• Exercise material:
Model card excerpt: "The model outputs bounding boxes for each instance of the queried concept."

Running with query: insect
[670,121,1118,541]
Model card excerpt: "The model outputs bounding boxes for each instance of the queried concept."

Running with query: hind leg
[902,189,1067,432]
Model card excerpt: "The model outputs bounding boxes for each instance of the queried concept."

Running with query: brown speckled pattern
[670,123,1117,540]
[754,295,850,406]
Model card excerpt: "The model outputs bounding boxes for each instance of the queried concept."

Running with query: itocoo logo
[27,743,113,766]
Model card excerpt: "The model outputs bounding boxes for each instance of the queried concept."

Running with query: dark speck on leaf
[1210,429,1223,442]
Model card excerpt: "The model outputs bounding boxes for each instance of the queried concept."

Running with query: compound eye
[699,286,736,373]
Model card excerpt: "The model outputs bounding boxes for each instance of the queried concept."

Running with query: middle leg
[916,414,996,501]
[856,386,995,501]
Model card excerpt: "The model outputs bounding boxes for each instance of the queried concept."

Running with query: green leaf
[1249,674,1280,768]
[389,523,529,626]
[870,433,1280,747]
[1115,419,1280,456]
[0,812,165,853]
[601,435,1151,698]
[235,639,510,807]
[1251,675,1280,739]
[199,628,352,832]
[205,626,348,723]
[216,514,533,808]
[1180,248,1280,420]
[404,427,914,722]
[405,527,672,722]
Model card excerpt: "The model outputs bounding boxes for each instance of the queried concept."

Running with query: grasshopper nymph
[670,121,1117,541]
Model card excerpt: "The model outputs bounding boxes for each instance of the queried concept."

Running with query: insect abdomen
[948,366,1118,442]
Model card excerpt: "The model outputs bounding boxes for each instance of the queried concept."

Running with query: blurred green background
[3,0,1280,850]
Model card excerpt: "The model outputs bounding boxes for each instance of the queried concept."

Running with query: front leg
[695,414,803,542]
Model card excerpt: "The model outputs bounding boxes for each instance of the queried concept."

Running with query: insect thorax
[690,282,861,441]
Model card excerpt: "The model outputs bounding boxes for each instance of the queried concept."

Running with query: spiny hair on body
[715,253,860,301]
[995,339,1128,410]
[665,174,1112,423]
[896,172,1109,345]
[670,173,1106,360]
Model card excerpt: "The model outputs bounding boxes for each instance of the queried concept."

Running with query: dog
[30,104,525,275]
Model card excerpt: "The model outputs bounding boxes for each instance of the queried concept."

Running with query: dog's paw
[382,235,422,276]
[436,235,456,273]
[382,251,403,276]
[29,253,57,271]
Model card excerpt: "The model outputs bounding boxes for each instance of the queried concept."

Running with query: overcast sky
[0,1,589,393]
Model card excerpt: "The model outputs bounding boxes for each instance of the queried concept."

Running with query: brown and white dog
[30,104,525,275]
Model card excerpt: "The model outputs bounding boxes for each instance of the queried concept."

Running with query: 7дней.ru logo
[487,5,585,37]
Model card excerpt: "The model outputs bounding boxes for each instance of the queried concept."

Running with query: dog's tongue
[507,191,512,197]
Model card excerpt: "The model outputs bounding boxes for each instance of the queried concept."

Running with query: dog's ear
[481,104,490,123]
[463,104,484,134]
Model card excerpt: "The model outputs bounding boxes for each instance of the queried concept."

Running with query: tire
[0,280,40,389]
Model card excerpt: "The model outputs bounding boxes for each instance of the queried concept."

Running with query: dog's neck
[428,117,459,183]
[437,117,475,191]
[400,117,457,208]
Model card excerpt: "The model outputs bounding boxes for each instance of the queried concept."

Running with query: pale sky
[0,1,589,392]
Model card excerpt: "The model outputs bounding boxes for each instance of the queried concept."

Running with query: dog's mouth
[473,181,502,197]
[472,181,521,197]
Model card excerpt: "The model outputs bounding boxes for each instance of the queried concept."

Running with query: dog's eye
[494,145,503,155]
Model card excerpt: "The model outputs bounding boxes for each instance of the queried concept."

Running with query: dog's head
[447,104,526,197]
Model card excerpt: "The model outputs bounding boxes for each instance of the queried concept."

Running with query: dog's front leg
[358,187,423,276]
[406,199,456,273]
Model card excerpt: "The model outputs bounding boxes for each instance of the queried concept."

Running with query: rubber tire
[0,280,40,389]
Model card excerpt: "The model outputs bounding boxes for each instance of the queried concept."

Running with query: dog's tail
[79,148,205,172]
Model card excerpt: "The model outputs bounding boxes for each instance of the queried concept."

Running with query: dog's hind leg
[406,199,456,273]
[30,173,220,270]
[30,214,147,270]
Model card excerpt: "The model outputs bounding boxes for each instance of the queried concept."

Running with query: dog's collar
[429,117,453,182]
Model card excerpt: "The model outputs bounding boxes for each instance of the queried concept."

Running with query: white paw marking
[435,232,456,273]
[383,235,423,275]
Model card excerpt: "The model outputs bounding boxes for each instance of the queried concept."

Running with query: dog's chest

• Task to complete: Retype the data in full, and keep every line identical to the original.

• Solution below:
Model card excerpt: "The model outputs bounding boxes for each instance of the queried concept."

Running with query: insect
[670,121,1118,541]
Model card excerpt: "The model outputs bounding boxes for each instance of the queried concept."

Running with query: hind leg
[902,189,1067,432]
Model card excerpt: "The model outputs bounding boxes for each instance of the queried concept."

Running with query: brown speckled pattern
[670,123,1117,540]
[754,295,850,406]
Model card excerpt: "The model outputs bounding boxes for each instance of the queried concept."

Running with query: itocoo logo
[27,743,113,766]
Model card excerpt: "The model outputs bounding boxes for each instance of the queried concept."

Running with query: dark speck on leaf
[1210,429,1223,442]
Model card excerpt: "The model outputs bounding boxes for each instance of the queried concept."

Running with query: compound eye
[699,286,736,373]
Model card excerpt: "The model outputs bounding boxes for each instance of the queried concept."

Running with query: middle leg
[916,414,996,501]
[856,386,995,501]
Model card excerpt: "The model outputs bounding boxes for each instance of the queried concept."

Running with query: green leaf
[1249,674,1280,768]
[389,523,529,626]
[870,433,1280,747]
[1115,419,1280,456]
[0,812,165,853]
[601,435,1151,698]
[235,639,510,807]
[1251,675,1280,739]
[199,628,352,832]
[205,626,348,723]
[216,514,533,808]
[1180,248,1280,420]
[404,427,914,722]
[405,527,672,722]
Model card excerpt: "The model outputs bounding boxes for each instance of the queried concept."

Running with query: grasshopper nymph
[670,121,1117,541]
Model card excerpt: "The model outputs bounding boxes for each instance of the queried concept."

Running with query: insect abdomen
[948,366,1118,442]
Model card excerpt: "The model outputs bounding boxes for each instance of the queried concept."

Running with query: blurred green background
[3,0,1280,850]
Model card excerpt: "The model outputs bounding boxes for each instance of the queried concept."

Running with query: front leg
[695,414,803,542]
Model card excerpt: "The model outputs bounding boxes for each instance of the queried concept."

Running with query: insect thorax
[690,282,861,441]
Model card excerpt: "The model outputs bounding boxes for each instance of the queried concept."

Running with query: spiny hair on body
[715,253,860,301]
[995,339,1128,410]
[665,174,1112,423]
[896,172,1109,345]
[670,173,1106,360]
Model card excerpt: "The model outputs bounding boxes for each instance of the queried concept."

Running with query: dog
[30,104,525,275]
Model card excerpt: "The model outputs bounding boxes for each instance of the queried concept."

Running with query: dog's paw
[382,235,422,276]
[436,235,456,273]
[382,251,403,276]
[29,253,57,271]
Model card excerpt: "The model outputs bounding boxes for each instance of the queried concept."

Running with query: overcast sky
[0,1,589,393]
Model card excerpt: "The model outputs bounding boxes for each instance of the queried concept."

Running with query: brown and white dog
[30,104,525,275]
Model card excerpt: "The model outputs bounding boxes for each instance of the queried concept."

Running with query: 7дней.ru logo
[487,5,585,37]
Model card excerpt: "The model outputs bounding boxes for each instance of the queried concept."

Running with query: dog's tongue
[507,191,512,197]
Model card excerpt: "The model outputs bounding boxes for each instance of the queried concept."

Running with query: dog's ear
[481,104,490,123]
[463,104,484,134]
Model card excerpt: "The model outputs bounding boxes for each instance of the queried concept."

Running with query: tire
[0,280,40,389]
Model card excerpt: "The model outputs bounding boxes for each instance of the queried concept."

Running with query: dog's neck
[428,117,459,183]
[437,117,475,191]
[400,117,457,208]
Model card excerpt: "The model outputs bounding boxes for each instance of the queried concept."

Running with query: pale sky
[0,1,589,392]
Model card excerpt: "The model outputs bounding boxes for each instance of the queried concept."

Running with query: dog's mouth
[473,181,502,197]
[472,181,521,197]
Model card excerpt: "The model outputs bounding boxes for each instance of the queried concept."

Running with query: dog's eye
[494,145,503,155]
Model card excerpt: "The model outputs bounding boxes for each instance of the queried concept."

Running with query: dog's head
[447,104,526,197]
Model card excerpt: "The model outputs bounding boxes for each instance of the queried concept."

Running with query: dog's front leg
[358,187,423,276]
[406,199,456,273]
Model card excerpt: "The model outputs bounding boxes for each instance of the queried concept."

Running with query: rubber tire
[0,280,40,389]
Model card excerpt: "The model outputs bounding boxes for each instance of the queried concept."

Running with query: dog's tail
[79,148,205,172]
Model card excerpt: "The model outputs bounding boxes for each instance of the queried concept."

Running with query: dog's hind leg
[406,199,456,273]
[30,173,220,270]
[30,214,147,270]
Model card excerpt: "The model outputs bounding boxes for each instance of the queried concept."

Running with query: dog's collar
[429,117,453,182]
Model card excerpt: "The model outputs bounding boxes for each instance of the queried concept."

Running with query: white paw marking
[435,232,456,273]
[383,235,423,275]
Model card excerpt: "The model outputs bounding boxes for each instance of the queried concept."

Running with query: dog's chest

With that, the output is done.